### Goal of the exercise
Print out the data that follows exactly, character for character, apart from the pictures.
BEGIN Task inputs
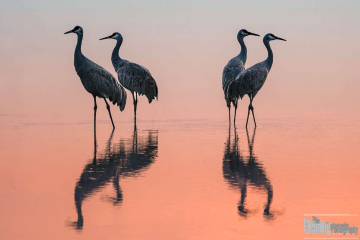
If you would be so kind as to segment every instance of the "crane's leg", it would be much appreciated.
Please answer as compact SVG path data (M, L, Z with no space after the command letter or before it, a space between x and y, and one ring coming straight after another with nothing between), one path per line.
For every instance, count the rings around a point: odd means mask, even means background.
M135 93L135 95L134 95L134 92L132 92L131 94L132 94L133 102L134 102L134 120L136 122L137 97L136 97L136 93Z
M135 118L136 118L137 103L138 103L138 97L137 97L137 93L135 93Z
M250 104L249 104L248 114L247 114L247 118L246 118L246 129L247 129L248 122L249 122L250 106L251 106L251 97L250 97L250 94L248 94L248 96L249 96L249 98L250 98Z
M93 95L94 97L94 133L96 133L96 110L97 110L97 105L96 105L96 96Z
M256 128L256 121L255 121L255 114L254 114L254 107L252 105L252 101L254 100L254 96L253 94L251 93L251 100L250 100L250 106L251 106L251 113L253 115L253 119L254 119L254 124L255 124L255 128Z
M248 108L248 115L247 115L247 119L246 119L246 128L249 122L249 115L250 115L250 110L254 119L254 123L255 123L255 127L256 127L256 121L255 121L255 114L254 114L254 107L252 106L252 101L253 101L253 95L252 93L249 94L249 98L250 98L250 104L249 104L249 108Z
M231 125L231 115L230 115L231 102L226 100L226 105L229 109L229 126L230 126Z
M113 122L113 119L112 119L112 116L111 116L110 105L109 105L108 102L106 101L106 98L104 98L104 101L105 101L105 103L106 103L106 108L107 108L107 110L108 110L108 112L109 112L109 116L110 116L110 119L111 119L111 123L112 123L112 125L113 125L113 129L115 129L115 125L114 125L114 122Z
M236 99L236 102L234 104L235 106L235 113L234 113L234 126L235 126L235 121L236 121L236 110L237 110L237 105L238 105L238 99Z
M256 127L256 121L255 121L255 114L254 114L254 107L253 106L251 106L251 112L252 112L253 119L254 119L254 124L255 124L255 127Z

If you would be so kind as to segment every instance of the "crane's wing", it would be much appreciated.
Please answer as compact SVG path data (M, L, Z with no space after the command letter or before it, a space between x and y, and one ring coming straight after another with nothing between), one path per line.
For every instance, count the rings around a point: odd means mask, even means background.
M124 87L139 95L145 95L149 103L158 98L158 87L149 70L136 63L124 62L117 71Z
M89 76L93 78L97 92L102 97L109 98L114 105L116 104L123 111L126 105L125 89L111 73L94 62L92 64L93 67L88 68L88 71L90 71Z
M227 89L228 97L243 98L245 94L260 90L263 86L268 70L262 65L254 65L240 73Z
M245 70L245 67L241 63L234 64L232 60L225 66L223 70L223 77L222 77L222 87L224 93L226 93L226 89L229 83L236 78L236 76Z

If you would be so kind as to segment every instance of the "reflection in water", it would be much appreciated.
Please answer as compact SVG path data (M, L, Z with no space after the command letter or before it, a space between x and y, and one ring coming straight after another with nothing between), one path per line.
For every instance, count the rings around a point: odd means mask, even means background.
M158 132L150 130L147 133L146 138L145 136L138 138L135 125L132 140L121 139L118 144L112 145L112 132L105 150L97 154L96 131L94 131L94 157L91 163L85 165L75 187L78 220L71 225L76 229L83 228L82 203L87 197L112 182L116 196L110 198L111 202L114 205L121 203L123 194L119 185L120 177L138 176L155 161L158 152Z
M266 176L265 169L260 163L258 157L253 153L253 146L255 140L255 132L250 140L249 133L247 132L249 156L244 157L241 155L239 149L239 139L234 128L234 139L231 144L231 133L229 127L229 136L226 142L223 158L223 176L229 182L231 187L240 189L241 198L238 204L240 216L247 217L250 212L245 207L245 199L247 195L247 187L254 187L258 190L264 190L267 193L267 202L264 208L264 217L267 219L273 218L273 213L270 212L270 204L273 198L273 188Z

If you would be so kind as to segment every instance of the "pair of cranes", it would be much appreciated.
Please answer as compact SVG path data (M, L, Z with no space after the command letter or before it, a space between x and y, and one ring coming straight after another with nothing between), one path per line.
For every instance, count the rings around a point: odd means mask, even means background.
M252 102L265 83L265 80L270 72L273 64L273 52L270 47L270 41L282 40L283 38L276 37L274 34L268 33L264 36L263 42L268 52L268 57L265 61L259 62L245 70L245 63L247 58L247 49L244 43L244 38L247 36L259 36L258 34L241 29L237 35L237 39L241 46L240 54L232 58L223 70L222 87L225 95L227 107L229 108L229 123L230 123L230 107L231 103L235 107L234 125L236 120L236 110L239 98L242 99L246 94L250 98L248 107L248 114L246 119L246 128L249 122L250 111L252 113L254 124L256 127L254 107Z
M120 58L119 50L123 38L120 33L115 32L100 40L115 39L117 41L111 55L111 62L118 75L118 80L116 80L111 73L84 56L81 51L84 31L80 26L76 26L65 34L68 33L75 33L77 35L77 44L74 54L76 73L80 77L86 91L94 97L94 129L96 128L96 97L104 99L111 123L113 128L115 128L111 116L110 105L106 99L108 98L114 105L116 104L119 106L120 111L123 111L126 105L126 92L124 87L132 94L134 102L134 119L136 121L138 95L145 95L149 103L155 98L158 98L158 88L155 79L151 76L149 70L136 63Z
M114 121L111 116L110 105L106 99L108 98L114 105L116 104L119 106L120 111L123 111L126 105L126 92L124 87L132 94L134 103L134 119L136 122L138 95L145 95L149 103L151 103L154 99L158 99L158 87L149 70L136 63L132 63L120 58L119 50L123 42L123 38L120 33L115 32L108 37L101 38L100 40L116 40L116 45L111 55L111 62L118 75L118 80L116 80L111 75L111 73L92 62L82 54L81 44L83 40L83 29L81 27L76 26L74 29L66 32L65 34L68 33L75 33L77 35L74 65L84 88L86 91L92 94L94 98L94 129L96 128L96 97L104 99L107 110L109 112L111 123L113 128L115 128ZM261 87L264 85L266 77L269 74L273 63L273 52L270 48L269 42L272 40L286 40L276 37L271 33L266 34L264 36L263 42L268 51L268 58L265 61L257 63L245 70L247 49L244 43L244 38L250 35L259 36L258 34L248 32L245 29L241 29L239 31L237 39L241 45L241 52L238 56L231 59L225 66L223 71L222 87L226 104L229 108L229 123L231 103L235 107L235 124L238 100L239 98L242 99L244 95L247 94L250 98L250 104L248 108L246 127L248 125L250 111L252 112L256 127L252 101Z

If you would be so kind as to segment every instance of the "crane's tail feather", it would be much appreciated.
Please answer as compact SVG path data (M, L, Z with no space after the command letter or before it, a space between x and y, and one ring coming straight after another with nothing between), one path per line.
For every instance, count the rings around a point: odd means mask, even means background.
M110 102L116 104L120 107L120 111L124 111L126 105L126 92L125 89L119 84L117 90L113 91L111 96L109 96Z
M236 80L232 80L226 89L225 98L229 102L235 102L239 98L243 98L244 95L242 95L239 91L239 86L237 84Z
M158 100L158 87L153 78L144 82L141 86L140 94L145 95L149 103L151 103L155 98Z

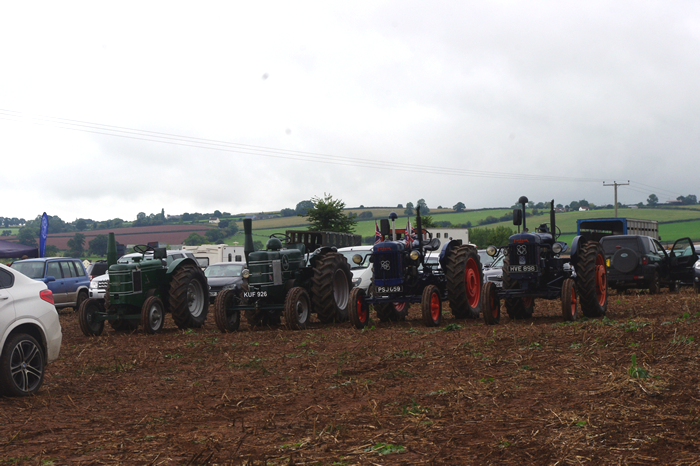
END Task inputs
### Answer to this task
If you would be so kind as to segment every instance of the "crane's leg", it would be much appreciated.
Please answer as compact SVG path data (M, L, Z with no space after the command letter or before it, a space between x and y, and one ring coming straight after another with nothing between), one path per line.
For every instance, count the rings around a point: odd means mask, even means background.
M135 93L135 95L134 95L134 92L132 92L131 94L132 94L133 102L134 102L134 120L136 122L137 97L136 97L136 93Z
M135 118L136 118L137 103L138 103L138 97L137 97L137 93L135 93Z
M250 104L249 104L248 114L247 114L247 118L246 118L246 129L247 129L248 122L249 122L250 106L251 106L251 97L250 97L250 94L248 94L248 96L249 96L249 98L250 98Z
M93 95L94 97L94 133L96 133L96 110L97 110L97 105L96 105L96 96Z
M256 128L256 121L255 121L255 114L254 114L254 107L252 105L252 101L254 100L254 96L253 94L251 93L251 100L250 100L250 106L251 106L251 113L253 115L253 119L254 119L254 124L255 124L255 128Z
M248 108L248 115L247 115L247 119L246 119L246 128L249 122L249 115L250 115L250 110L254 119L254 123L255 123L255 127L256 127L256 121L255 121L255 114L254 114L254 107L252 106L252 101L253 101L253 95L252 93L249 94L249 98L250 98L250 104L249 104L249 108Z
M231 125L231 115L230 115L231 102L226 100L226 105L229 109L229 126L230 126Z
M113 122L113 119L112 119L112 116L111 116L110 105L109 105L108 102L106 101L106 98L104 98L104 101L105 101L105 103L106 103L106 108L107 108L107 110L108 110L108 112L109 112L109 116L110 116L110 119L111 119L111 123L112 123L112 125L113 125L113 129L115 129L115 125L114 125L114 122Z
M236 99L236 102L234 104L235 106L235 113L234 113L234 126L235 126L235 121L236 121L236 110L237 110L237 105L238 105L238 99Z
M256 127L256 121L255 121L255 114L254 114L254 107L253 106L251 106L251 112L252 112L253 119L254 119L254 124L255 124L255 127Z

If you would be so kind as to segment every instance of the "crane's wing", it would be much appreciated.
Please answer as compact SVG path data (M, L, Z with no space after the command letter or before it, a space between x and y, and one ring coming straight after another with nothing between), one path per line.
For every instance, count the rings around a point: odd means mask, even means background.
M124 87L139 95L145 95L149 103L158 98L158 87L149 70L136 63L124 62L117 71Z
M89 76L93 78L97 92L102 97L109 98L114 105L116 104L123 111L126 105L125 89L111 73L94 62L92 64L93 67L88 68L88 71L90 71Z
M227 89L228 97L243 98L245 94L260 90L263 86L268 70L262 65L254 65L240 73Z
M245 70L245 67L241 63L234 64L232 60L225 66L223 70L223 77L222 77L222 87L224 93L226 93L226 89L229 83L236 78L236 76Z

If you would be so kind as to segment every instance of the "reflection in water", it would be much appreciated.
Please answer as compact SVG path data (M, L, Z with no space after the command letter or before it, a space between x and y, and one ring coming straight after another with nothing between), one path per line.
For every instance, count the rings around a point: odd means mask, even means background.
M158 132L150 130L147 133L146 138L145 136L138 138L135 125L132 140L121 139L118 144L112 145L112 132L105 150L97 154L96 131L94 131L94 157L91 163L85 165L75 187L78 220L71 225L76 229L83 228L82 203L87 197L112 182L116 196L110 198L111 202L114 205L121 203L123 194L119 185L120 177L138 176L155 161L158 152Z
M266 176L265 169L260 163L258 157L253 153L253 146L255 140L255 132L250 140L249 133L247 132L249 156L244 157L241 155L239 149L239 139L234 128L234 139L231 144L231 133L229 127L229 136L226 142L223 158L223 176L229 182L231 187L240 189L241 198L238 204L240 216L247 217L250 212L245 207L245 199L247 195L247 187L254 187L258 190L264 190L267 193L267 202L264 208L264 217L267 219L273 218L273 213L270 212L270 204L273 198L273 188Z

If you would be so kind as to segment every instance of the "pair of cranes", it would be much appreciated.
Please answer as compact SVG path data (M, L, Z with no space after the command letter or before it, a space between x and y, and one ring coming straight after another with nothing between), one path per line.
For every instance, count the rings around a point: odd means mask, even means background.
M252 102L265 83L265 80L270 72L273 64L273 52L270 47L270 41L282 40L283 38L276 37L274 34L268 33L264 36L263 42L268 52L268 57L265 61L259 62L245 70L245 63L247 58L247 49L244 43L244 38L247 36L259 36L258 34L241 29L237 35L237 39L241 46L240 54L232 58L223 70L222 87L225 95L227 107L229 108L229 123L230 123L230 107L231 103L235 107L234 125L236 120L236 110L239 98L242 99L246 94L250 98L248 107L248 114L246 119L246 128L249 122L250 111L252 113L254 124L256 127L254 107Z
M120 58L119 50L123 38L120 33L115 32L100 40L115 39L117 41L111 55L111 62L118 75L118 80L116 80L111 73L84 56L81 51L84 31L80 26L76 26L65 34L68 33L75 33L77 35L77 44L74 54L76 73L80 77L86 91L94 97L94 129L96 128L96 97L104 99L111 123L113 128L115 128L111 116L110 105L106 99L108 98L114 105L116 104L119 106L120 111L123 111L126 105L126 92L124 87L132 94L134 102L134 119L136 121L138 95L145 95L149 103L155 98L158 98L158 88L155 79L151 76L149 70L136 63Z
M114 121L111 116L110 105L106 99L108 98L114 105L116 104L119 106L120 111L123 111L126 105L126 92L124 87L132 94L134 103L134 119L136 122L138 95L145 95L149 103L151 103L154 99L158 99L158 87L149 70L136 63L132 63L120 58L119 50L123 42L123 38L120 33L115 32L108 37L101 38L100 40L116 40L116 45L111 55L111 62L118 75L118 80L116 80L111 75L111 73L92 62L82 54L81 44L83 40L83 29L81 27L76 26L74 29L66 32L65 34L68 33L75 33L77 35L74 65L84 88L86 91L92 94L94 98L94 129L96 128L96 97L104 99L107 110L109 112L111 123L113 128L115 128ZM261 87L264 85L266 77L269 74L273 63L273 52L270 48L269 42L272 40L286 40L276 37L271 33L266 34L264 36L263 42L268 51L268 58L265 61L257 63L245 70L247 49L244 43L244 38L250 35L259 36L258 34L248 32L245 29L241 29L239 31L237 39L241 45L241 52L238 56L231 59L225 66L223 71L222 87L226 104L229 108L229 123L231 103L235 107L235 124L238 100L239 98L242 99L244 95L247 94L250 98L250 104L248 108L246 127L248 125L250 111L252 112L256 127L252 101Z

If you would be so kind as to segment every instance of the "crane's tail feather", it would be much appreciated.
Please answer as compact SVG path data (M, L, Z with no space after the command letter or before it, a space between x and y, and one ring coming straight after another with nothing between), one path per line.
For every instance, count the rings around a point: odd means mask, even means background.
M110 102L116 104L120 107L120 111L124 111L126 105L126 92L125 89L119 84L117 90L113 91L111 96L109 96Z
M236 80L232 80L226 89L225 98L229 102L235 102L239 98L243 98L244 95L242 95L239 91L239 86L237 84Z
M158 100L158 87L153 78L144 82L141 86L140 94L145 95L149 103L151 103L155 98Z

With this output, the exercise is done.